BEGIN MATERIALS PROVIDED

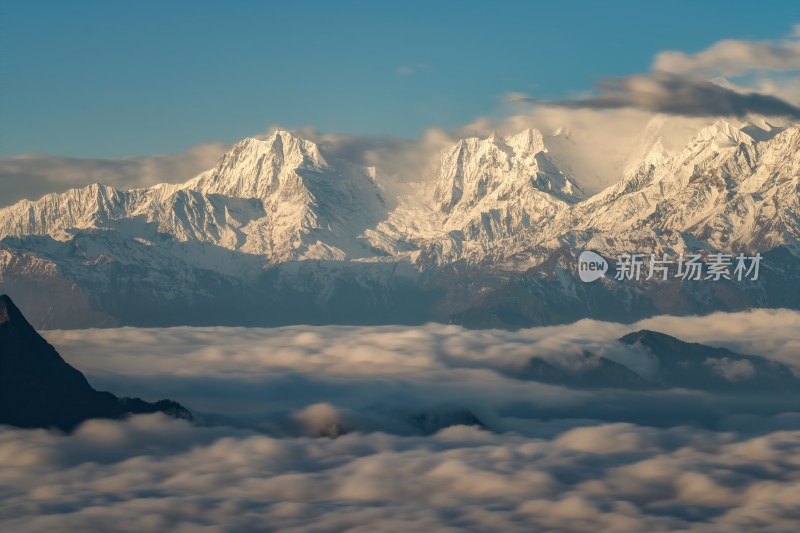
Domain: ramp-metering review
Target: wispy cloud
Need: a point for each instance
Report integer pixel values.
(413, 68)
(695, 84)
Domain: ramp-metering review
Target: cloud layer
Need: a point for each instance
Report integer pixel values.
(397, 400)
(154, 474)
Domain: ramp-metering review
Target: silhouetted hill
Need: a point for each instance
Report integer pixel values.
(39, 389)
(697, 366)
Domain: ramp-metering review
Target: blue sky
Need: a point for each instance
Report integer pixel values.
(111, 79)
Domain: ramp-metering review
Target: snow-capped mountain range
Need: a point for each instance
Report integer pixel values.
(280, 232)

END MATERIALS PROVIDED
BEGIN MATERIALS PROVIDED

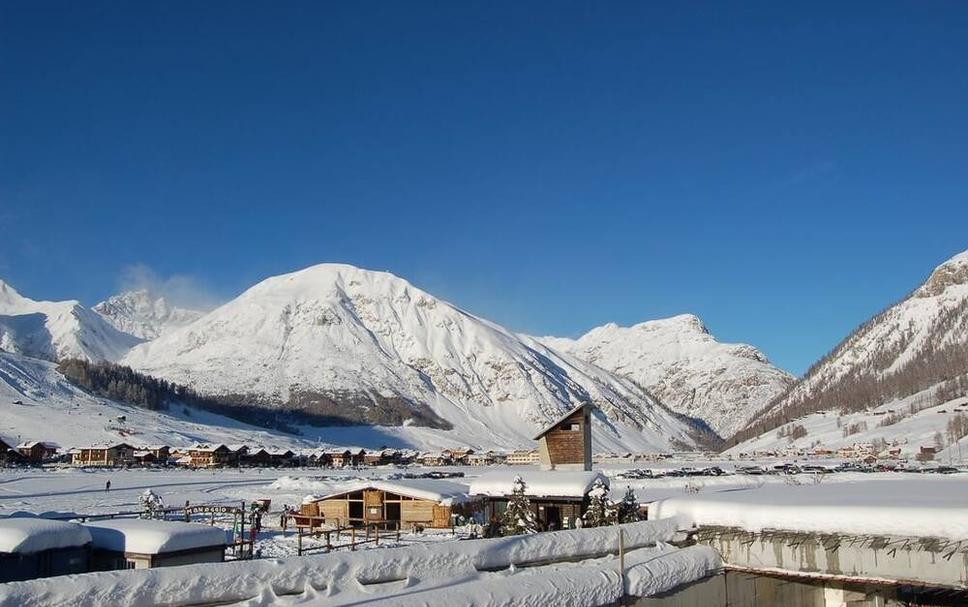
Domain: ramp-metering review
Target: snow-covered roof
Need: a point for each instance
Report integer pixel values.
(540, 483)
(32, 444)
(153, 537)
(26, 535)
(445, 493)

END MATERIALS PROVIDED
BEGIN MATERIALS PROVIDED

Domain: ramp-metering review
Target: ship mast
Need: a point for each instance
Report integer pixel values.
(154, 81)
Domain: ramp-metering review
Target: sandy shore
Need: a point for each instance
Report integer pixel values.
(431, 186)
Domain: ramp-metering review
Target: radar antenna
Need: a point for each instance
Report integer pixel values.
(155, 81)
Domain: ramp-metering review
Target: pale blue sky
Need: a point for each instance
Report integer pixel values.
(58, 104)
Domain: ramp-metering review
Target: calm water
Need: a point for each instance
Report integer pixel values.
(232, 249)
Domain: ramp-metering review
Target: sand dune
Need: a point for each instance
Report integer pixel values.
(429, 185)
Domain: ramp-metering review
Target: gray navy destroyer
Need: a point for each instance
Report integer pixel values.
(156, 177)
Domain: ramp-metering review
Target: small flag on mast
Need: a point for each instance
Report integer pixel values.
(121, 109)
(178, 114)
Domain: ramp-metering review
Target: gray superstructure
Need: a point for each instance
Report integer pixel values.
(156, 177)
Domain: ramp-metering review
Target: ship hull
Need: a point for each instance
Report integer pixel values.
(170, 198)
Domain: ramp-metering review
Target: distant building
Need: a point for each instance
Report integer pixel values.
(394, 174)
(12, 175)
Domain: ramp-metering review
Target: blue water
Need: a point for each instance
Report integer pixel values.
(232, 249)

END MATERIALS PROVIDED

_BRIEF:_
Return, from the data above, each line in which the string "snow" appears.

_TASK RESULT:_
Target: snow-capped mountain range
Target: snow-covered roof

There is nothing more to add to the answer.